• [GEËXTRAHEERDE TEKST]:
◆ ◆ ◆ ◆ ◆ ◆ ◆

Op 1 mei 1951 — 25 jaar geleden dus — trad de nieuwe kerkorde van de Hervormde Kerk in werking. Bezwaren tegen de kerkorde van hervormd gereformeerde zijde waren, dat het artikel van het apostolaat gesteld werd vóór dat van het belijden; dat teveel werd uitgegaan van reorganisatie i.p.v. reformatie; en met name, dat gesproken werd over belijden 'in gemeenschap' met de belijdenis der vaderen i.p.v. 'in overeenstemming' daarmee. In Trouw schreef één dezer dagen ds. A. A. Spijkerboer:

'De hele negentiende eeuw, en tot diep in onze eeuw is er in de Nederlandse Hervormde Kerk gestreden over de gelding van de belijdenis van de Reformatie. Dat er in die strijd verschrikkelijke dingen zijn gebeurd, en dat velen daar diep onder hebben geleden, is niet te ontkennen. Het is al evenmin te ontkennen, dat ten gevolge van deze strijd de kerk van de Reformatie in ons land in honderd stukken uiteen is gevallen. Maar één ding blijft waar: die mensen hadden het ergens over!

En wij. Hervormden van na de nieuwe kerkorde ? Wij hebhen het eigenlijk nérgens meer over. Ja, wij praten wel veel, en onze synode laat wel eens min of meer geslaagde rapporten verschijnen, maar de vraag of wij eigenlijk wel gemeente van Jezus Christus zijn zit ons niet meer dwars. Wat is er immers gebeurd ? In het beroemde artikel X van de nieuwe kerkorde wordt uitgesproken, dat wij belijden „in gemeenschap met de belijdenis" van de Reformatie. Daarmee is de zaak zuiver gesteld, want het gaat natuurlijk niet om het herkauwen van die belijdenis, maar om de geestelijke verbondenheid ermee. Maar hoe zuiver artikel tien de zaak ook heeft gesteld, het resultaat is geweest, dat de belijdenis van de Reformatie in het museum is bijgezet, en dat de vraag naar het rechte belijden is verstomd'.

◆ ◆ ◆ ◆ ◆ ◆ ◆

• [GEGEVEN INFORMATIE]:
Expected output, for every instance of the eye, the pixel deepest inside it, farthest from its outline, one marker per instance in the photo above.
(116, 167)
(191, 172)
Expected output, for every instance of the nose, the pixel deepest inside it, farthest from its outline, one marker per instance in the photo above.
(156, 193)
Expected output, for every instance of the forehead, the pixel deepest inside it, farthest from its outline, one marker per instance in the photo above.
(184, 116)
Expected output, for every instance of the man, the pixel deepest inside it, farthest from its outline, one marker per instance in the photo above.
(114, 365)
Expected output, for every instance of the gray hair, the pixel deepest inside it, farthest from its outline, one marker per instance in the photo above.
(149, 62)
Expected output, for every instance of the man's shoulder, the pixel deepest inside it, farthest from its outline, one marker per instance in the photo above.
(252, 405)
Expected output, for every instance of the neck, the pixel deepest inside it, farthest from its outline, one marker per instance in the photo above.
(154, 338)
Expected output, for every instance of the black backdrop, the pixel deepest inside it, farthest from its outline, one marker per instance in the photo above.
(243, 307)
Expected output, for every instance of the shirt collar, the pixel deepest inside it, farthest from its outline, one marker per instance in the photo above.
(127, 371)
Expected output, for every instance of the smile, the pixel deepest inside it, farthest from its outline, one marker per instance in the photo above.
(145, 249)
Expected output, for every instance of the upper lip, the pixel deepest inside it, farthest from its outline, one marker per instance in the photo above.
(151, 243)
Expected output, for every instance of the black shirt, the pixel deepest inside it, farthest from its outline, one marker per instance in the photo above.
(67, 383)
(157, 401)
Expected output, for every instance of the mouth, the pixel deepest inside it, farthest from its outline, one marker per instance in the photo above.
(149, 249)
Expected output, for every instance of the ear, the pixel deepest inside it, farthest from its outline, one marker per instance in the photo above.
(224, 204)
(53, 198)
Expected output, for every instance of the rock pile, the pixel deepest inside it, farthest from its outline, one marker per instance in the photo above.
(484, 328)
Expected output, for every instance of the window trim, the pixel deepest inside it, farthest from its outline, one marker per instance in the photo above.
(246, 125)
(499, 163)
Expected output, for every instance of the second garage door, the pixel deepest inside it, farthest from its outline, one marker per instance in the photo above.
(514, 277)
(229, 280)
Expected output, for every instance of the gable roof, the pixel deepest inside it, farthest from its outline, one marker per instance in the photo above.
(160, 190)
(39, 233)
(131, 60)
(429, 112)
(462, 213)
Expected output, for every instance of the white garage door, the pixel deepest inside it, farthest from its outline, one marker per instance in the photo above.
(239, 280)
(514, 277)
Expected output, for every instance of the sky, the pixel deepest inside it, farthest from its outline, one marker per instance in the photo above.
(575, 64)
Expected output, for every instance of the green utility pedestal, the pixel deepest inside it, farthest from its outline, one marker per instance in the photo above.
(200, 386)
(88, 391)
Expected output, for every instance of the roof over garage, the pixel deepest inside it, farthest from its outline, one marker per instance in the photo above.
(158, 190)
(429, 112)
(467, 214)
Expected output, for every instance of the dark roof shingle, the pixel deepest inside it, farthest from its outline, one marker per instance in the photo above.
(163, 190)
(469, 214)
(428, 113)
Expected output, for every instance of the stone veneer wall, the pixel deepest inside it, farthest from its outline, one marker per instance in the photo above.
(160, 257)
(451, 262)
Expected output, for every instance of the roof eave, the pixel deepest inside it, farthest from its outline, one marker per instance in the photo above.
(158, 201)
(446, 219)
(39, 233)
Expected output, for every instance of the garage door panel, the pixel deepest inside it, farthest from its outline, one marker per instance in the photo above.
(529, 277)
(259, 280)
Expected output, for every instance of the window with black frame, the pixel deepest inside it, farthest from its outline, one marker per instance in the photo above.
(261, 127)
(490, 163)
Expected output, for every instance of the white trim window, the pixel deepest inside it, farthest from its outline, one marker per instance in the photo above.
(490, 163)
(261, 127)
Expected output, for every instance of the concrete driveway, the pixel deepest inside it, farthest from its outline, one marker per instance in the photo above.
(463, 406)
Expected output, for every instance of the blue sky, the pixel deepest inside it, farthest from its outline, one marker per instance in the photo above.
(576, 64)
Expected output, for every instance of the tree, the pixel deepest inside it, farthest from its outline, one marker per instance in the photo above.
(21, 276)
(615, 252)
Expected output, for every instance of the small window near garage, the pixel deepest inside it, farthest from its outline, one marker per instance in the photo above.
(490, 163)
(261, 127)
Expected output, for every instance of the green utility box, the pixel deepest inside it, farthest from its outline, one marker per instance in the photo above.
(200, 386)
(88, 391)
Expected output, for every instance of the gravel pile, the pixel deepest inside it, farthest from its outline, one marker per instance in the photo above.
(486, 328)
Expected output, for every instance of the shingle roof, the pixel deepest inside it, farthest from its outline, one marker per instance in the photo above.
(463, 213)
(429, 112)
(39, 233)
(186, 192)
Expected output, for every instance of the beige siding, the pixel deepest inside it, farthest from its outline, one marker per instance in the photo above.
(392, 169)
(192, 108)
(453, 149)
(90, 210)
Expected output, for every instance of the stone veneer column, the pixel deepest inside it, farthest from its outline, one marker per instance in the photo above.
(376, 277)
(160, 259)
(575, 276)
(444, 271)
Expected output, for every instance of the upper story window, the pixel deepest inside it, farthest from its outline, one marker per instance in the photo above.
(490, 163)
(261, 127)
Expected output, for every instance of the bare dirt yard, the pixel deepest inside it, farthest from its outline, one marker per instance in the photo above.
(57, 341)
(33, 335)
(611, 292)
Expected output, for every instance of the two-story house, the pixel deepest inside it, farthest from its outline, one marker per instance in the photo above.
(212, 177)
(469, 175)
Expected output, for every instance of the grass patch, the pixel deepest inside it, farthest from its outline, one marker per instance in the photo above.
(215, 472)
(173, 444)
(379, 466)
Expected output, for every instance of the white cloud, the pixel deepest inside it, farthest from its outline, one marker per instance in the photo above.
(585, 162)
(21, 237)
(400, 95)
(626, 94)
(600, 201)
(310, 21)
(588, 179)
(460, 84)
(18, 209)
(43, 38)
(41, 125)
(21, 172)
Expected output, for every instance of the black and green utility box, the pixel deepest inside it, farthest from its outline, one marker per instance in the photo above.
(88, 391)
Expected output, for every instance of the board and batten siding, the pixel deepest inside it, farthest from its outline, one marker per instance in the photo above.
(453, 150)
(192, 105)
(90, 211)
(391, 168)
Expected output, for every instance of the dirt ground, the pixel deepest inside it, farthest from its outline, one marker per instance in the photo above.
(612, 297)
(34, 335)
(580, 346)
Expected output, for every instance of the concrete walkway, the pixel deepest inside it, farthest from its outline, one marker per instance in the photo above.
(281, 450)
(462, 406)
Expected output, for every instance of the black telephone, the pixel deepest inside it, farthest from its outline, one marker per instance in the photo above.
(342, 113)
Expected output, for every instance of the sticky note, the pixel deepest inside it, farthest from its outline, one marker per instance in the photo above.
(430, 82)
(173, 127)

◆ ◆ ◆ ◆ ◆ ◆ ◆

• [KORTE OPDRACHT A]:
Kun je de tekst over de kerkorde opnieuw geven van "En wij. Hervormden" tot en met "belijden is verstomd'.", waarbij je "museum" vervangt door "archief"?
• [KORTE OPDRACHT B]:
Op welke datum trad volgens de tekst over de kerkorde de nieuwe kerkorde van de Hervormde Kerk in werking?
• [KORTE OPDRACHT C]:
Schrijf het vervolg van de tekst over de kerkorde, aansluitend op de laatste zin.

• [VERWACHT ANTWOORD A]:
En wij. Hervormden van na de nieuwe kerkorde ? Wij hebhen het eigenlijk nérgens meer over. Ja, wij praten wel veel, en onze synode laat wel eens min of meer geslaagde rapporten verschijnen, maar de vraag of wij eigenlijk wel gemeente van Jezus Christus zijn zit ons niet meer dwars. Wat is er immers gebeurd ? In het beroemde artikel X van de nieuwe kerkorde wordt uitgesproken, dat wij belijden „in gemeenschap met de belijdenis" van de Reformatie. Daarmee is de zaak zuiver gesteld, want het gaat natuurlijk niet om het herkauwen van die belijdenis, maar om de geestelijke verbondenheid ermee. Maar hoe zuiver artikel tien de zaak ook heeft gesteld, het resultaat is geweest, dat de belijdenis van de Reformatie in het archief is bijgezet, en dat de vraag naar het rechte belijden is verstomd'.

• [VERWACHT ANTWOORD B]:
Op 1 mei 1951.

• [VERWACHT ANTWOORD C]:
Dat is kloeke taal van mijn recente discussie-partner. Toch moet het te denken geven dat wat Spijkerboer het zuiver stellen van de zaak noemt (in gemeenschap met de belijdenis) én het bijzetten van de belijdenis van de Reformatie in het museum van oudheden hier in één adem worden genoemd. Dit is een zaak, die in de in 1951 gevoerde discussie al is gevreesd. Met het uitspreken van het belijden in gemeenschap met het belijden der vaderen werd impliciet de binding aan de belijdenis afgewezen. De belijdenis was niet meer de spreekregel voor de kerk. Mag men dan iets anders dan verwijzing naar het museum verwachten ? In 1951 werd de binding al niet gewild.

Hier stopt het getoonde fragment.